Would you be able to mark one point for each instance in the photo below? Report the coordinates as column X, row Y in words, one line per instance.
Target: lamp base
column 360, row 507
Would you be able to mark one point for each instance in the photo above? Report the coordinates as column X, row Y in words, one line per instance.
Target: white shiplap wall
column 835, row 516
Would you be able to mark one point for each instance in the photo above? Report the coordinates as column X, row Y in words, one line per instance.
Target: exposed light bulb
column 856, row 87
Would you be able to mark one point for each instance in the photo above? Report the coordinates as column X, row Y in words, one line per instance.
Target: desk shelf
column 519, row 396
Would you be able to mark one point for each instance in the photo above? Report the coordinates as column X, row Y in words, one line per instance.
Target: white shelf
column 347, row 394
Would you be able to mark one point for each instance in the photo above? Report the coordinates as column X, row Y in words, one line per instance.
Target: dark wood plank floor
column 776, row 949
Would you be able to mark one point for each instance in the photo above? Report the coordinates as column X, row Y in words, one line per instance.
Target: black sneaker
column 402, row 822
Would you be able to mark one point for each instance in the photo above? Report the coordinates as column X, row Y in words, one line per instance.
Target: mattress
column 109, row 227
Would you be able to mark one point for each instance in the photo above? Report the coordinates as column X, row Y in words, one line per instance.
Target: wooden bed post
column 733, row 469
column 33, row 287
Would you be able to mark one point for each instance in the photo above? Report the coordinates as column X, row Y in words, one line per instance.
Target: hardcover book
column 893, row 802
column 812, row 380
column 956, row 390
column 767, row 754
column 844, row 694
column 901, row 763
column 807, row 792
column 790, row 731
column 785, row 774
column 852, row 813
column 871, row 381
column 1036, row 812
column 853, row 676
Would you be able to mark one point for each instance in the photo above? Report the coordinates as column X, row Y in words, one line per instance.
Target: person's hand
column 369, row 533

Exercise requirements
Copy out the whole listing exactly as written.

Exercise result
Would you be able to mark one point for each instance in the photo below? Report the coordinates as column X, row Y in words, one line per instance.
Target: lamp base
column 360, row 507
Would you be able to mark one point for each instance in the photo above? Report the coordinates as column X, row Y in words, one line per instance.
Target: white shiplap wall
column 835, row 516
Would you be able to mark one point for each instance in the photo above? Report the coordinates as column X, row Y in words, one line per instance.
Target: exposed light bulb
column 856, row 87
Would you be able to mark one point for each instance in the photo above? Report the coordinates as column X, row Y in words, one line per instance.
Target: desk shelf
column 519, row 396
Would you be able to mark one point for each instance in the photo above? Report the coordinates as column X, row Y in words, one line per instance.
Target: white shelf
column 347, row 394
Would you be able to mark one point for each instance in the photo above? Report the coordinates as column X, row Y in words, one line per instance.
Target: dark wood plank floor
column 776, row 949
Would you be able to mark one point for each instance in the photo above? Report the coordinates as column X, row Y in words, one line per instance.
Target: black sneaker
column 402, row 822
Would you be able to mark one point for each instance in the photo above? Report the coordinates as column X, row Y in words, one line per instance.
Target: mattress
column 109, row 227
Would you be able to mark one point for each instance in the photo above? Report the coordinates as column X, row Y in words, one line per instance.
Target: wooden bed post
column 733, row 469
column 33, row 287
Would you be able to mark one point for each instance in the photo above? Report the coordinates as column X, row Y in words, one line per instance.
Target: hardcover book
column 893, row 802
column 812, row 380
column 956, row 390
column 767, row 754
column 844, row 694
column 901, row 763
column 807, row 792
column 790, row 731
column 785, row 774
column 852, row 813
column 871, row 381
column 1036, row 812
column 853, row 676
Would you be able to mark one point for each instance in the photo above? Report the coordinates as column X, row Y in words, one line per instance.
Target: person's hand
column 369, row 533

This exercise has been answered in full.